= LIST OF TASKS =
1. Change the Bankruptcy Code overview from the words "The Bankruptcy Code: A" through "collection in India.", putting "three-part series" in place of "3-part series".
2. List every earlier law that the Bankruptcy Code overview names as one of India's many bankruptcy and insolvency laws.
3. Pick up the Bankruptcy Code overview after its last sentence and keep writing.

= PAGE TEXT =
start

The Bankruptcy Code: A Brief Overview (Part One)

This article is part of a 3-part series that discusses and analyses the new Insolvency and Bankruptcy Code, 2016 (the “Code”). Our previous post, written when the Code was still just a Bill that had been introduced in Parliament, had sought to give a brief overview of the changes that were proposed. With this 3-part series, we seek to provide a more extensive understanding and analysis of the important provisions of the Code, in the background of the ever-increasing difficulty in debt collection in India.


In this first part of the series, we explore the insolvency and liquidation processes for companies and limited liability partnerships. The article focuses on the substantive and procedural provisions in the Code in this regard. The second part of the series will explore the scope of the bankruptcy proceedings against individuals and partnership firms. In the final part of this series, we will evaluate the infrastructural changes that the Code seeks to bring about, and understand whether these operational changes are effective in improving the overall experience and efficiency of debt recollection and bankruptcy proceedings in India.


India has had a myriad of bankruptcy and insolvency laws for many years now. These legislations have often grappled with the complex nature of the insolvency process, and the Government has previously resorted to enacting new legislations to address, sometime specific, problems. This has led to the existence of multiple legislations such as the Presidency Towns Insolvency Act, 1909 and Provincial Insolvency Act, 1920, the Companies Act, 2013, Sick Industrial Companies (Special Provisions) Repeal Act, 2003 (SICA), Limited Liability Partnership Act, 2008 (LLP Act), Securitization and Reconstruction of Financial Assets and Enforcement of Security Interest Act, 2002 (SARFAESI) and others. This new law, which received Presidential assent on 28 May 2016, seeks to consolidate and support quicker resolution of bankruptcy.

end

= RAW DATA =
start

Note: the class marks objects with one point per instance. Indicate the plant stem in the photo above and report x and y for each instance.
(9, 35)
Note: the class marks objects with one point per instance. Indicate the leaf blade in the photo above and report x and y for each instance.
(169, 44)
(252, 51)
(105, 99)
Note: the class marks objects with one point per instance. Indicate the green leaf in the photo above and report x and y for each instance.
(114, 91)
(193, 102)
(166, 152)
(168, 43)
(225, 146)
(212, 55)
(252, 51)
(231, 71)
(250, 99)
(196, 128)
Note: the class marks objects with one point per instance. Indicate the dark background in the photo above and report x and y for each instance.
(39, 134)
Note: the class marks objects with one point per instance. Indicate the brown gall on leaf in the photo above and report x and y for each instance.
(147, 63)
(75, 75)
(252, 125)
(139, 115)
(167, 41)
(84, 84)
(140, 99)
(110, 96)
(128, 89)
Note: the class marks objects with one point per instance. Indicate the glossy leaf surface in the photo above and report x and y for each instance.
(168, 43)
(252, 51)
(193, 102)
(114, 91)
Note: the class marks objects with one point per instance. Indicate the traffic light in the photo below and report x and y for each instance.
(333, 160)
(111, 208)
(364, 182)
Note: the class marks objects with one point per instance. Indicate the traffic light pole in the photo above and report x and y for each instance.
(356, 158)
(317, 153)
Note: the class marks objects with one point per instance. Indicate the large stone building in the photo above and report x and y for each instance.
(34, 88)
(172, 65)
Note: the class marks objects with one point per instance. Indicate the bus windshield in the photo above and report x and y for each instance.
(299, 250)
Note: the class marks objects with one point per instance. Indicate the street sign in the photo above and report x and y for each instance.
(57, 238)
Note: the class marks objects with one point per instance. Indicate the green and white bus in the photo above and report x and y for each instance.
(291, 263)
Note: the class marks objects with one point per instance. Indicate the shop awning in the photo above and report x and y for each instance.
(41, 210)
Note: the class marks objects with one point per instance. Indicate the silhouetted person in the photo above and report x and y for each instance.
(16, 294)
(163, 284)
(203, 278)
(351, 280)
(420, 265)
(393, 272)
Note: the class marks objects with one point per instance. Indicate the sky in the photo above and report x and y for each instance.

end

= THE REPLIES =
1.
The Bankruptcy Code: A Brief Overview (Part One)

This article is part of a three-part series that discusses and analyses the new Insolvency and Bankruptcy Code, 2016 (the “Code”). Our previous post, written when the Code was still just a Bill that had been introduced in Parliament, had sought to give a brief overview of the changes that were proposed. With this three-part series, we seek to provide a more extensive understanding and analysis of the important provisions of the Code, in the background of the ever-increasing difficulty in debt collection in India.

2.
- Presidency Towns Insolvency Act, 1909
- Provincial Insolvency Act, 1920
- Companies Act, 2013
- Sick Industrial Companies (Special Provisions) Repeal Act, 2003 (SICA)
- Limited Liability Partnership Act, 2008 (LLP Act)
- Securitization and Reconstruction of Financial Assets and Enforcement of Security Interest Act, 2002 (SARFAESI)

3.
The objectives of the Code, as stated in its preamble is as follows:

“…to consolidate and amend the laws relating to reorganisation and insolvency resolution of corporate persons, partnership firms and individuals in a time bound manner for maximisation of value of assets of such persons, to promote entrepreneurship, availability of credit and balance the interests of all the stakeholders including alteration in the order of priority of payment of Government dues and to establish an Insolvency and Bankruptcy Board of India, and for matters connected therewith or incidental thereto.”

The Insolvency Resolution Process

Parts III & IV of the Code deal with the insolvency resolution and liquidation proceedings with respect to corporate debtors, which, by definition, includes companies, LLPs, and any other person incorporated with limited liability under a law for the time being in force, but excludes financial service providers.

Under Section 4 of the Code, the insolvency resolution process (“IRP”) can be initiated against a company when there is a default of INR 1,00,000/- (Indian Rupees OneLakh Only) and above. Depending on whether the debt is financial [see Section 5(8) of the Code] or operational [see Section 5(22) of the Code], there are three separate processes to be followed:

  1. Financial Creditors can make a direct application to the Adjudicating Authority (“AA”) for initiating an IRP. They also have to submit records of default to the Information Utilities (“IU”).
  2. Operational Creditors must first submit an invoice or notice demanding payment from the corporate debtor. In case the debtor does not repay the amount in 10 days from the receipt of the demand notice or copy of the invoice, the operational creditor can make an application to the AA for initiating an IRP. The records evidencing the debt must also be submitted to the IU.
  3. Corporate Applicants (the corporate debtor, its shareholders, management or employees) can make an application for the initiation of IRP under Section 10 of the Code.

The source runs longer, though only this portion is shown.